TEXTAUSZUG:
Reanimation von Gedankencocktails

Ich habe diese Seite vernachlässigt und letztlich zurückgelassen, weil sich meine Gefühle zum Thema veränderten und ich in eine Schreibblockade schlitterte. Es war/ ist ein Blog über Autismus, doch hat sich meine Sichtweise auf darauf verschoben. Ich erlebe es tagtäglich, welche Schwierigkeiten und Tücken ein Leben mit Autismus bringt. Ich kämpfe jeden Tag mit mir, meinem Alltag, meinen Problemen, meinem Umfeld.

Ich kann nur über die Dinge schreiben, für die ich brenne – dabei ist es mir wichtig, authentisch zu bleiben. Meine Sicht über Autismus war damals positiv und bestärkend. Einige Zeit nach meiner Diagnose musste ich erkennen, dass eine Besserung bei manchen Problematiken nur sehr schwer bis quasi unmöglich zu erreichen ist. Ich fiel nach den anfänglich positiven Emotionen in Trauer und auch Wut über meinen Autismus bzw. unsere Gesellschaft, die für Autisten kaum schädlicher sein könnte. Wir Leben in einem Zeitalter der Schnelllebigkeit, Reizüberflutung und Egozentrik. Wir vergessen zunehmend das Gefühl von Zugehörigkeit und Gegenseitigkeit. Social Media haben Narzissmus salonfähig gemacht. Mittlerweile wächst schon die 2. Generation mit narzisstischen Normen auf. So viele, die danach streben besser, schöner, beliebter, reicher und erfolgreicher als andere zu sein. Autisten liegt es für gewöhnlich nicht im Blut, sich zu inszenieren und in den Mittelpunkt zu stellen, vorausgesetzt es sind keine solche Verhaltensweisen auslösende komorbiden Störungen vorhanden. Es ist vielmehr eine Qual!

Es fiel mir zunehmend schwer, die positiven Aspekte zu sehen. Mit einer negativen Sicht über Autismus kann ich niemandem helfen! Die letzten Jahre habe ich stark an mir gearbeitet und meine Persönlichkeit weiter festigen können. Früher war ich gehemmt und extrem schnell „sozial überfordert“. Heute bin ich ich und stehe für mich ein. Ich sage etwas, wenn ich respektlos behandelt werde und teile meine Meinung mit, wenn ich anderer Meinung bin.

ZU BEARBEITENDE AUFGABEN:
[a] Durch welche drei Merkmale ist unser Zeitalter laut dem Blogbeitrag über Autismus geprägt?
[b] Schreiben Sie aus dem Blogbeitrag über Autismus die Passage von „Ich habe diese“ bis „Problemen, meinem Umfeld.“ wortgetreu ab.
[c] Führen Sie den Blogbeitrag über Autismus im Anschluss an seinen letzten Satz weiter.
Die Datensätze werden hier nicht benötigt.

(Gesammelte Daten)
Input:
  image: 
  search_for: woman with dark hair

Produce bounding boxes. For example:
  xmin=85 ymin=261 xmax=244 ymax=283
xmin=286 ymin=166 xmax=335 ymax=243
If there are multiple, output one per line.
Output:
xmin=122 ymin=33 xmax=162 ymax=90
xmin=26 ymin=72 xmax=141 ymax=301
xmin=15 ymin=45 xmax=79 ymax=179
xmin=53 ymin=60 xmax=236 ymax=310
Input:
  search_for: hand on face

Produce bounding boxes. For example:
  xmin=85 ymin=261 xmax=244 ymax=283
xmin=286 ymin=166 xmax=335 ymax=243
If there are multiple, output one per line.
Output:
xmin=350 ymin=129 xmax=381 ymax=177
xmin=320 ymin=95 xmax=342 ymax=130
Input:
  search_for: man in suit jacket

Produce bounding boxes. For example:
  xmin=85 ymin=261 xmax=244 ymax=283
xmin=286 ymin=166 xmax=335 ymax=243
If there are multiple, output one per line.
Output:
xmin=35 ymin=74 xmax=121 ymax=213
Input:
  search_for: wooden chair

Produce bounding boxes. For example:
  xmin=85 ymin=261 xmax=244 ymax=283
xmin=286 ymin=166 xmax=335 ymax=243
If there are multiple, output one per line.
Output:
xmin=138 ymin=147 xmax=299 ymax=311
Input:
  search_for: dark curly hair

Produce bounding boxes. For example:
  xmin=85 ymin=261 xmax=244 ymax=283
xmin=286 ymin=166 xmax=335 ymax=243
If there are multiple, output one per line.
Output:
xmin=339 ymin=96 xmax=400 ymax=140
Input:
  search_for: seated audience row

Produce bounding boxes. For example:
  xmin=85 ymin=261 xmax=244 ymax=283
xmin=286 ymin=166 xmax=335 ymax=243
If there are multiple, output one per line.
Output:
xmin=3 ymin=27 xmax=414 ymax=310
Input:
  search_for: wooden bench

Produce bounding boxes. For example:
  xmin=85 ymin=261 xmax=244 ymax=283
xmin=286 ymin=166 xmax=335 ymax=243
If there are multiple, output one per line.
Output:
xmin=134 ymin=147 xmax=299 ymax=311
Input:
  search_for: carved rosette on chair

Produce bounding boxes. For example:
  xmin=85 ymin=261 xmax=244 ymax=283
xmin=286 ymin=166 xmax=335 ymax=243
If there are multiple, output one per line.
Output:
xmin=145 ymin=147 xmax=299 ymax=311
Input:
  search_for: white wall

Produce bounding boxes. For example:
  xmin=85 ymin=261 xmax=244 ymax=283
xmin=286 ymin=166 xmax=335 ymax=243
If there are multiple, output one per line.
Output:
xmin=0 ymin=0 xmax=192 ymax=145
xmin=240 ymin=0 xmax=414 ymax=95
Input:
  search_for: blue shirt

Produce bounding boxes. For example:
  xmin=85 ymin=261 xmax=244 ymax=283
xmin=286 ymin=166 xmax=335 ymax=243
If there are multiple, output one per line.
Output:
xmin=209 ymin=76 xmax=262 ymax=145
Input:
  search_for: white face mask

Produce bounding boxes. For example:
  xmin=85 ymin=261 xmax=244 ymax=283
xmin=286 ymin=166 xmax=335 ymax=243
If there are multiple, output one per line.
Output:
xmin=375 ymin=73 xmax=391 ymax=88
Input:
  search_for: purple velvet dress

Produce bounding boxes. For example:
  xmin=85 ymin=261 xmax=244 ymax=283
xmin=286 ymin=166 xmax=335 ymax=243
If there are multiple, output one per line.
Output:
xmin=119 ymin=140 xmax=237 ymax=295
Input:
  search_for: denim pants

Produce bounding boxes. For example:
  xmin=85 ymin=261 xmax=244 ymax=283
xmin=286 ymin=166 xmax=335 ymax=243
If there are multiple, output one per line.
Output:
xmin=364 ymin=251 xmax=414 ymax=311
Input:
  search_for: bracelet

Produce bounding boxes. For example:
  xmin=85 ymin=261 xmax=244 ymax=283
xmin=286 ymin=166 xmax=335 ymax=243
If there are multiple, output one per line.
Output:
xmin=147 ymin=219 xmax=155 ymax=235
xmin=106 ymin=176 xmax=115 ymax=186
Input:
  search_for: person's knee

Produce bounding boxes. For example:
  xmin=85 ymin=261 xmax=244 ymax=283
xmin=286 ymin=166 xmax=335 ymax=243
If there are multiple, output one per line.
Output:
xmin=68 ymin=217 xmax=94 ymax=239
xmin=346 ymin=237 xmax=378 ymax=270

LÖSUNGEN:
[a] Durch Schnelllebigkeit, Reizüberflutung und Egozentrik.

[b]
Ich habe diese Seite vernachlässigt und letztlich zurückgelassen, weil sich meine Gefühle zum Thema veränderten und ich in eine Schreibblockade schlitterte. Es war/ ist ein Blog über Autismus, doch hat sich meine Sichtweise auf darauf verschoben. Ich erlebe es tagtäglich, welche Schwierigkeiten und Tücken ein Leben mit Autismus bringt. Ich kämpfe jeden Tag mit mir, meinem Alltag, meinen Problemen, meinem Umfeld.

[c]
Aus diesem Grund werde ich auch Gedankencocktails reaktivieren. Als Sammlung meiner Gedanken zu Themen, die mich beschäftigen. Durchaus auch mit kontroversen Inhalten. Ich beschäftige mich viel mit „genderkritischem Feminismus“, weiterhin Autimus & AD(H)S und, was mich früher absolut nicht interessierte: Politik!

In mir ist ein riesiger Drang, endlich mal geordnet meine Gedanken aufzuschreiben, weil ich, als sowieso immer schon gesellschaftskritische Person, zunehmend das Gefühl habe, dass wir gesellschaftlich und politisch in vielen Ebenen mit rasanter Geschwindigkeit auf eine Totalkatastrophe zusteuern!

Deswegen beginne ich nun wieder zu schreiben – weil ich nicht mehr schweigen kann!

Einige ältere Beiträge habe ich gelöscht, da ich den Inhalt mittlerweile etwas anders sehe. Ich werde die gelöschten Inhalte überarbeiten und in aktueller Fassung wieder veröffentlichen.

Reanimation von Gedankencocktails

Von Mythen und Vorurteilen – wie die Medien die Realität verfälschen

… und den Leidensdruck unnötig erhöhen

In den Medien wird regelmäßig über AD(H)S berichtet. Allerdings entspricht fast kein Beitrag der Realität. Meist wird ein Kritiker hinzugezogen, der die Existenz der AD(H)S in Frage stellt und sich negativ zum Stimulanzieneinsatz bei Kindern oder auch Erwachsenen äußert. In diesem Zusammenhang wird oft von Betäubungsmittelmissbrauch gesprochen. Die Erklärungsversuche, was AD(H)S überhaupt ist, werden von Außenstehenden mangelhaft recherchiert und sich gerne weit verbreiteter Stigmatisierungen bedient.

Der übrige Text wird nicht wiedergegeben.